2017/5/5

多部好み多部尽くし旅情4

 
「すみれの花咲く頃」ロケ地最終関門猪苗代町では君子の通っていた猪苗代高校(今回はあえて訪れませんでした。)や母親の勤務していた大型スーパー、郊外では学友と一夜を明かし宝塚受験を相談し母親に一緒に説き伏せる話をしていた田舎道、宝塚受験の夢を胸に橋の上から夕日を眺めるシーン、ラスト近くバスターミナルで泣きじゃくるシーン等劇中核となるシーンが多い場所でもありました。特に君子が夕日を眺めるシーンは太陽が山裾に隠れる一瞬をカメラにおさめる必要があったので時間との戦いでした。
 
先ずは猪苗代町駅近くのバスターミナルです。
 
全体の雰囲気は当時のまんまでしたがあいにくバスターミナルは閉鎖されていました。バスの影すら有りません。やはり地方都市の問題が残されたままだったのでしょうか?そして右手ターミナルで君子が学友に呟いた名セリフ・・・
「雪・・・ハッカのびろうど・・・中学の教科書に載っていた詩覚えてない?」

● **課題 A**
一覧の先頭から「positive clicks: (79, 196)」を含む行までを、そのまま繰り返して書くこと。両端の行も含める。
次の一覧は、上の確認用文章とは関係がない。

● **提供データ**

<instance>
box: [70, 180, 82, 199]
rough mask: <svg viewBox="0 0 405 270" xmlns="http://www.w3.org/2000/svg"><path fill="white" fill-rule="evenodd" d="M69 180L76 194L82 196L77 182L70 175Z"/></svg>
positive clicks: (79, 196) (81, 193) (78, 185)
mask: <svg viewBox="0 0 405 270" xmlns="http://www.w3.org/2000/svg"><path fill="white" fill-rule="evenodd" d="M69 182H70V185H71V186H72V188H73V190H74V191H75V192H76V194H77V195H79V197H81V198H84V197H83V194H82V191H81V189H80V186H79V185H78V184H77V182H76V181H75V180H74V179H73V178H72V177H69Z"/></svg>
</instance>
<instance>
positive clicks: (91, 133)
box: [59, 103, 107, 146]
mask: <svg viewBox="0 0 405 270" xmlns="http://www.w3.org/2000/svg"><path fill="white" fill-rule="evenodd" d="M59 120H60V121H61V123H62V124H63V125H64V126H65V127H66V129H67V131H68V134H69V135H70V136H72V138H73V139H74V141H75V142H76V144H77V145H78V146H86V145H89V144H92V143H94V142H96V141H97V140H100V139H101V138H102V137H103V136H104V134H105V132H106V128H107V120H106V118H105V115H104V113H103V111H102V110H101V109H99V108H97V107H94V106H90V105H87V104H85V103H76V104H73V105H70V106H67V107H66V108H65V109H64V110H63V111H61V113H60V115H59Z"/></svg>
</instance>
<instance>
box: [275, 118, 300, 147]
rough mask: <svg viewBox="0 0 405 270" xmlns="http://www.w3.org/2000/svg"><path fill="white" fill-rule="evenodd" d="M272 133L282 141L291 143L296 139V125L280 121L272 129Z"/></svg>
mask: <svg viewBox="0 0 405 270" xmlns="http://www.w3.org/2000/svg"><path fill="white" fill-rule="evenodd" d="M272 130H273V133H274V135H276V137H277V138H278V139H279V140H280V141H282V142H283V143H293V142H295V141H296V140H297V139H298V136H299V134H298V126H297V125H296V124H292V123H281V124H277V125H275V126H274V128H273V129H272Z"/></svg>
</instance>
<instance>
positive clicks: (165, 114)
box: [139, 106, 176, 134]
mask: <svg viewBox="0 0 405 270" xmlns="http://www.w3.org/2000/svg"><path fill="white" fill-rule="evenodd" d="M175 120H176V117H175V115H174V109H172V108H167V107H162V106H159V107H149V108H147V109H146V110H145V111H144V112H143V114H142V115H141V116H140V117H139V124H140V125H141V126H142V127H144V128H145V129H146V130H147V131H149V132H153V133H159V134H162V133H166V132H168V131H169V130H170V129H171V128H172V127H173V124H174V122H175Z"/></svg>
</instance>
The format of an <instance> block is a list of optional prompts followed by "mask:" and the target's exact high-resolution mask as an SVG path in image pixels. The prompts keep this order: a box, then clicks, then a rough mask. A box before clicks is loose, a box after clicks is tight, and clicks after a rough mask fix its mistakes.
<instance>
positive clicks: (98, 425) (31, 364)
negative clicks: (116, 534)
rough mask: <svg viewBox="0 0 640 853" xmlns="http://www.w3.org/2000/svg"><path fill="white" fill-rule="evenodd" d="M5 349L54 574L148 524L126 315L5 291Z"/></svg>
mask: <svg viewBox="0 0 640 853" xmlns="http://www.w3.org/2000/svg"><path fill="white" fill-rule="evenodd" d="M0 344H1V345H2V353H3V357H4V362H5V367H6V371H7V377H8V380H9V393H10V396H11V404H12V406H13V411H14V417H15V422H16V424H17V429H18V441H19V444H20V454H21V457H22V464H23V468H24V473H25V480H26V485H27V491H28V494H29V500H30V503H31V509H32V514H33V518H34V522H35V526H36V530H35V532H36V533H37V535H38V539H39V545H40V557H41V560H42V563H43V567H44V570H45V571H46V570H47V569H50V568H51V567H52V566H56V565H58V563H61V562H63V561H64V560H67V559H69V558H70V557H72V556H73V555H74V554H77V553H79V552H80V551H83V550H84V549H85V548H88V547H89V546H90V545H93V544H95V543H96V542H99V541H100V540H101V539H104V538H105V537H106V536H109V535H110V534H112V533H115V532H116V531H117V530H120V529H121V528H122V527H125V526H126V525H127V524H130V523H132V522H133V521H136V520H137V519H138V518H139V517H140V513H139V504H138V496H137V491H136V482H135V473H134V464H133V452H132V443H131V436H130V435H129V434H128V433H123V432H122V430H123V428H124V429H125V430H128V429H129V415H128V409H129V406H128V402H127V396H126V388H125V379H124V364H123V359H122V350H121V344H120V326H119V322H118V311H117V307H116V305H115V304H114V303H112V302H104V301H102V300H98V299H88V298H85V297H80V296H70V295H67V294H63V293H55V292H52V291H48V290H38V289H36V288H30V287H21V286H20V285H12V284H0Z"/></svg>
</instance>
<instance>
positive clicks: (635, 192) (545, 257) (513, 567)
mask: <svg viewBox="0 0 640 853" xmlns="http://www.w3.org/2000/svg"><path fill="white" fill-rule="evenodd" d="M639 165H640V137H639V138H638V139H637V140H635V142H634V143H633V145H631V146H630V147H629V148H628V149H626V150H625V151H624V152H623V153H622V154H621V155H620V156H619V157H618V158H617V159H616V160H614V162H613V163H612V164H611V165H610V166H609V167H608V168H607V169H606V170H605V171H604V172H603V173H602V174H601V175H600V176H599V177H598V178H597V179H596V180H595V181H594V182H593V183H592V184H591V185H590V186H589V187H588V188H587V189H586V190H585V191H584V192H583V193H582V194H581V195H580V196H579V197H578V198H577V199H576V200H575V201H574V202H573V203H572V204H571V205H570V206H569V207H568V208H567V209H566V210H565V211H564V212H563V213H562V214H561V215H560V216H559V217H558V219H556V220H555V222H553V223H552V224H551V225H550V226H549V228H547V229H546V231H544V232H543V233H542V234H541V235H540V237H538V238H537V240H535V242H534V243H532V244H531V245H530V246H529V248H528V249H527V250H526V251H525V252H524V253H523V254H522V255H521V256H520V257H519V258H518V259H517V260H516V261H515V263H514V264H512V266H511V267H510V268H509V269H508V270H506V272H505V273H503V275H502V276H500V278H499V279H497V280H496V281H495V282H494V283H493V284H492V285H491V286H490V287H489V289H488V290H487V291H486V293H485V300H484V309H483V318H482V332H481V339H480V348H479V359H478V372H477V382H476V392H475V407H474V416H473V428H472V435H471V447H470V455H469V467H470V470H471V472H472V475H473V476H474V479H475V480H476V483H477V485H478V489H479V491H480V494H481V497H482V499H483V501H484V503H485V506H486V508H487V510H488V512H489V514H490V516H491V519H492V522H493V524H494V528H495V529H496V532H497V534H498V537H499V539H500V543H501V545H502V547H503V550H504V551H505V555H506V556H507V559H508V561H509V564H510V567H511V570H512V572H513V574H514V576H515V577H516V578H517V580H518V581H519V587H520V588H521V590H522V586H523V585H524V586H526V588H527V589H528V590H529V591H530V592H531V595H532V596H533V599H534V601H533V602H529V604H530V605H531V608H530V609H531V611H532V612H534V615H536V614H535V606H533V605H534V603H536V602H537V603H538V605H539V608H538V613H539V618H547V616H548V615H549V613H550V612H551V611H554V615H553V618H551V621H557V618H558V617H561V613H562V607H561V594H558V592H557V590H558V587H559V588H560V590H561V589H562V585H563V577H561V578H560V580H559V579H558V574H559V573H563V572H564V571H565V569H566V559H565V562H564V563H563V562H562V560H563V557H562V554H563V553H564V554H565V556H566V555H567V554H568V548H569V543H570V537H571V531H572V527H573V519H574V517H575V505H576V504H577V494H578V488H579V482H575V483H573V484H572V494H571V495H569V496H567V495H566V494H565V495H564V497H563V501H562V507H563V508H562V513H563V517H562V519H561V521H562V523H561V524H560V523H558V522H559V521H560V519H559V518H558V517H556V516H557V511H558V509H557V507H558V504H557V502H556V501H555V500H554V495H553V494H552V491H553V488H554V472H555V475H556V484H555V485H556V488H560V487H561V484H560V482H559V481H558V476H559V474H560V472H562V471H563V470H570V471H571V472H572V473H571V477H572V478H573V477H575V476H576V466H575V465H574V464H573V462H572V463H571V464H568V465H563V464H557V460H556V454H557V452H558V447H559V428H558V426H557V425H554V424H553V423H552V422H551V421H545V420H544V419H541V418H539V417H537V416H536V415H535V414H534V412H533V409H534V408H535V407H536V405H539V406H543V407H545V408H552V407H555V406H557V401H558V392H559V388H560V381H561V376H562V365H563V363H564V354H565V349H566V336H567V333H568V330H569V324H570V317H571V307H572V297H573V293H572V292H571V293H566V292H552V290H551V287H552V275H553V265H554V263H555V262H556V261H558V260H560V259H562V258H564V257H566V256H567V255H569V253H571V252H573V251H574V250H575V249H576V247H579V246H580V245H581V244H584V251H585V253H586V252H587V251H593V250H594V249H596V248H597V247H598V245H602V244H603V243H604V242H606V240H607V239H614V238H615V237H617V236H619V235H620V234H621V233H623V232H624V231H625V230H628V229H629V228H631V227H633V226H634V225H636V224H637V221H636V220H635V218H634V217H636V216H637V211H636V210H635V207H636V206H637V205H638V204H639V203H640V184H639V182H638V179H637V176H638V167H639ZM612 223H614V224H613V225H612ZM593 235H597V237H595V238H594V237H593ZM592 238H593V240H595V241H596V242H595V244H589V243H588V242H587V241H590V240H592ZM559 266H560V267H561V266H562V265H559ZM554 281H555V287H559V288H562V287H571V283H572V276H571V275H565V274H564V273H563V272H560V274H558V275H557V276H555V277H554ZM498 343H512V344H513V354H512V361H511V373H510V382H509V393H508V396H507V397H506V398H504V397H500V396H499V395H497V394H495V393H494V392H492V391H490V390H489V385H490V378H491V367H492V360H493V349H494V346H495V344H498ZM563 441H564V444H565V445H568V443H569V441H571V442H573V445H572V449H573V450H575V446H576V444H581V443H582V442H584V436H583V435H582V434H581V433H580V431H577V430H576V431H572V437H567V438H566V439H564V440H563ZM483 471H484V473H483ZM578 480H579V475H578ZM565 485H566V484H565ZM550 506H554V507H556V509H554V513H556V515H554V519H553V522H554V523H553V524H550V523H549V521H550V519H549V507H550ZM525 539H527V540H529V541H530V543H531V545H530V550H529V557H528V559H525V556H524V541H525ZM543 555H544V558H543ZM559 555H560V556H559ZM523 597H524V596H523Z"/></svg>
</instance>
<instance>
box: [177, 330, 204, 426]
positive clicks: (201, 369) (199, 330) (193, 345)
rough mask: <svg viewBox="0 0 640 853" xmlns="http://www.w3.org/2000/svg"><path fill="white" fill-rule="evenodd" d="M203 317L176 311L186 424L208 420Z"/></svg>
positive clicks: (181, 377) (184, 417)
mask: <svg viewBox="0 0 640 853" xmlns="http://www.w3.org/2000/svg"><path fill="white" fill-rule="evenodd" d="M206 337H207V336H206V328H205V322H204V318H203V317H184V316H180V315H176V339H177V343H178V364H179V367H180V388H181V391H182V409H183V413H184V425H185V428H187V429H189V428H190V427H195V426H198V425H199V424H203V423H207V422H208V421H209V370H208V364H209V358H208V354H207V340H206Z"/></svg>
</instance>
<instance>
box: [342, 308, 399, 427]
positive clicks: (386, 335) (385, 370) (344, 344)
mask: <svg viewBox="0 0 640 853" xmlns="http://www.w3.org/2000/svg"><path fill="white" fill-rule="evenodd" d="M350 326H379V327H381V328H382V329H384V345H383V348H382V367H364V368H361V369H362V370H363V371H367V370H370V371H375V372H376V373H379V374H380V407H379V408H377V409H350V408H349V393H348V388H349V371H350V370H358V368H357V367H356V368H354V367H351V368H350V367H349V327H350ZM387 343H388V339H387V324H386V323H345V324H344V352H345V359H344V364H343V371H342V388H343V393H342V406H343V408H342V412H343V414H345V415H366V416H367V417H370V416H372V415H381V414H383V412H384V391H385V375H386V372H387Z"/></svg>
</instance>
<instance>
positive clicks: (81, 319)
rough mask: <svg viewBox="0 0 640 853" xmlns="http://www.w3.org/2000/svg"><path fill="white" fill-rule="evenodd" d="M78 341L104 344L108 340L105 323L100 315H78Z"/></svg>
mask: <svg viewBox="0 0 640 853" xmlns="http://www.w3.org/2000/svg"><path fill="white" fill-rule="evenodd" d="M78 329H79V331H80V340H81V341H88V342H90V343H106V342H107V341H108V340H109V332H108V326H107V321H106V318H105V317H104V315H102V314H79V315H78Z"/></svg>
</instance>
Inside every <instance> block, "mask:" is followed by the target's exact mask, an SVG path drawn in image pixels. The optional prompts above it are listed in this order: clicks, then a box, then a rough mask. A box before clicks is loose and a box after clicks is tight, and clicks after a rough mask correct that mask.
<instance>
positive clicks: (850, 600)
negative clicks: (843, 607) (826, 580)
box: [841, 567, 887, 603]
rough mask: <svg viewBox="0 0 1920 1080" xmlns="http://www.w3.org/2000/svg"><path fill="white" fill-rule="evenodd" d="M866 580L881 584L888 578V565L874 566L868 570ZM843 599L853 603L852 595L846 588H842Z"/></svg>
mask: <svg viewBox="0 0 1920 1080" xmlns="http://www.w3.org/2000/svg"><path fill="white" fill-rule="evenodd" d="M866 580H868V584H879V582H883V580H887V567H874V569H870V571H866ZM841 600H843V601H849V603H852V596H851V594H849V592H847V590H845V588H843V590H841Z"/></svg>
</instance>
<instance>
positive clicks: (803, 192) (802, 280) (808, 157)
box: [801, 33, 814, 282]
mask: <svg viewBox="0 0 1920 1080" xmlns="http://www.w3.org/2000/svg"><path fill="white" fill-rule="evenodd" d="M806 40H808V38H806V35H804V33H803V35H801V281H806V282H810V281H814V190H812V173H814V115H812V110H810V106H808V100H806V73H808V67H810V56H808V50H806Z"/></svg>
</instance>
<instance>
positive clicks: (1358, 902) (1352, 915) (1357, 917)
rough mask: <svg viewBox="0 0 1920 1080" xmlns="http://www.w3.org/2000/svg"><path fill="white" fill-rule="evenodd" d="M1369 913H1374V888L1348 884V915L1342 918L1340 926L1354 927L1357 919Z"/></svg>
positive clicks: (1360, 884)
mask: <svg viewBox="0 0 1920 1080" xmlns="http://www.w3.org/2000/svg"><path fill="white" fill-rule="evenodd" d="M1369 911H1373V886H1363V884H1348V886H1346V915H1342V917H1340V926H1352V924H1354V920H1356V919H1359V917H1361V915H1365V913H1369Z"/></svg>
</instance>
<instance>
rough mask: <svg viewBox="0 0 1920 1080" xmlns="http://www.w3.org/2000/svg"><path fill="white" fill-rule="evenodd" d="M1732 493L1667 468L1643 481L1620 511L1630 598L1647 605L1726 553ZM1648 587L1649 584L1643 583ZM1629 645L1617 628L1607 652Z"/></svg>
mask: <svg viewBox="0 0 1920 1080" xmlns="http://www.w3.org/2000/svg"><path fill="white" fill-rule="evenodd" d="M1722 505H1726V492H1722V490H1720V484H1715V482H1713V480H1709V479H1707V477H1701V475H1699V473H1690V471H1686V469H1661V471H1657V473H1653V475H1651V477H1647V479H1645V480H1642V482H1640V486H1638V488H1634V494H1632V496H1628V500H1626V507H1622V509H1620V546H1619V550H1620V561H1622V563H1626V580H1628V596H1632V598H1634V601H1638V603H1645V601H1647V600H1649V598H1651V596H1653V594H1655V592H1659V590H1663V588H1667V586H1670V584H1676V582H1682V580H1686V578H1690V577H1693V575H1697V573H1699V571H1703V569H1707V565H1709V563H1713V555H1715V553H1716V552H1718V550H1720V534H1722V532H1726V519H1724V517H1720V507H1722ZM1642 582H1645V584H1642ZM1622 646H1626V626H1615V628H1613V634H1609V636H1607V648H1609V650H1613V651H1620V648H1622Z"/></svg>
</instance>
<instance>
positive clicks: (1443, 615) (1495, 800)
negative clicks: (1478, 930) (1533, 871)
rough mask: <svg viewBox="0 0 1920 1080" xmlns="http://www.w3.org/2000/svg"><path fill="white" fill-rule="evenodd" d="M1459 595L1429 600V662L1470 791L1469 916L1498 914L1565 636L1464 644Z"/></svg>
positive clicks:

● **課題 B**
確認用文章のうち、「多部好み多部尽くし旅情4」を含む語句で始まり「先ずは猪苗代町駅近くのバスターミナルです。」で終わる部分を、一字も変えずに書き写すこと。

● **出力 A**
<instance>
box: [70, 180, 82, 199]
rough mask: <svg viewBox="0 0 405 270" xmlns="http://www.w3.org/2000/svg"><path fill="white" fill-rule="evenodd" d="M69 180L76 194L82 196L77 182L70 175Z"/></svg>
positive clicks: (79, 196) (81, 193) (78, 185)

● **出力 B**
多部好み多部尽くし旅情4

 
「すみれの花咲く頃」ロケ地最終関門猪苗代町では君子の通っていた猪苗代高校(今回はあえて訪れませんでした。)や母親の勤務していた大型スーパー、郊外では学友と一夜を明かし宝塚受験を相談し母親に一緒に説き伏せる話をしていた田舎道、宝塚受験の夢を胸に橋の上から夕日を眺めるシーン、ラスト近くバスターミナルで泣きじゃくるシーン等劇中核となるシーンが多い場所でもありました。特に君子が夕日を眺めるシーンは太陽が山裾に隠れる一瞬をカメラにおさめる必要があったので時間との戦いでした。
 
先ずは猪苗代町駅近くのバスターミナルです。